• _TASK TO CARRY OUT_
Swap "house" for "building" everywhere it appears in the records, and write out the lines again with nothing else changed and the pictures left out.

• _DATA SUPPLIED_
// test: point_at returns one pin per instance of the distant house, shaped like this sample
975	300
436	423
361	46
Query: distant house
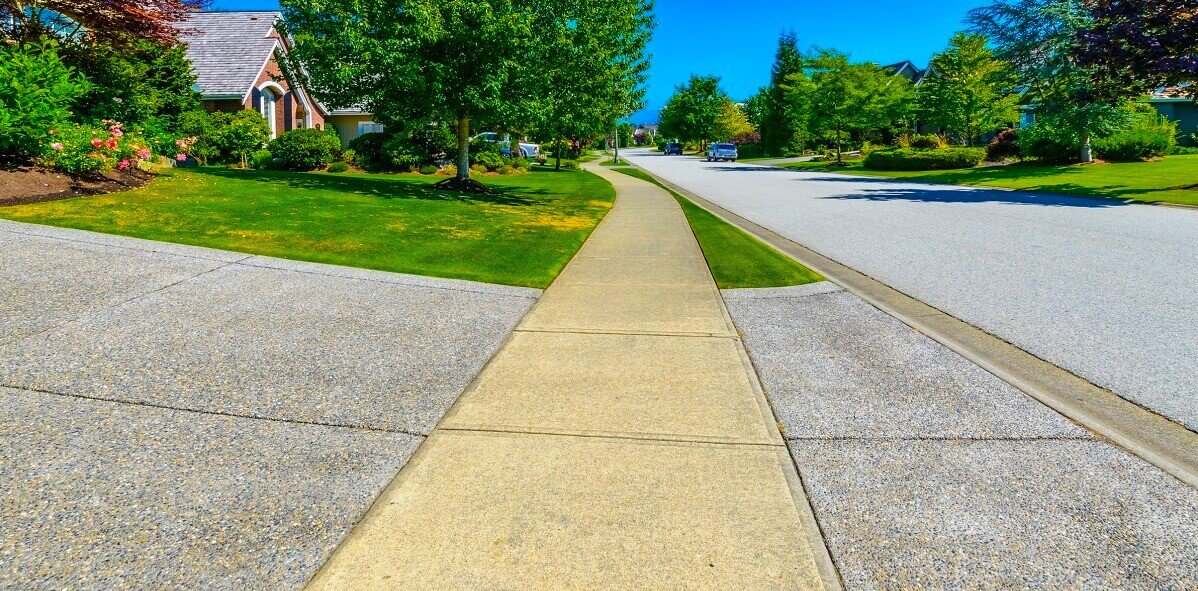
235	59
1174	104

• _COMPLETE ANSWER_
// test: point_at returns one pin per instance of the distant building, shaped like this sample
975	300
436	423
361	46
Query: distant building
235	59
1174	104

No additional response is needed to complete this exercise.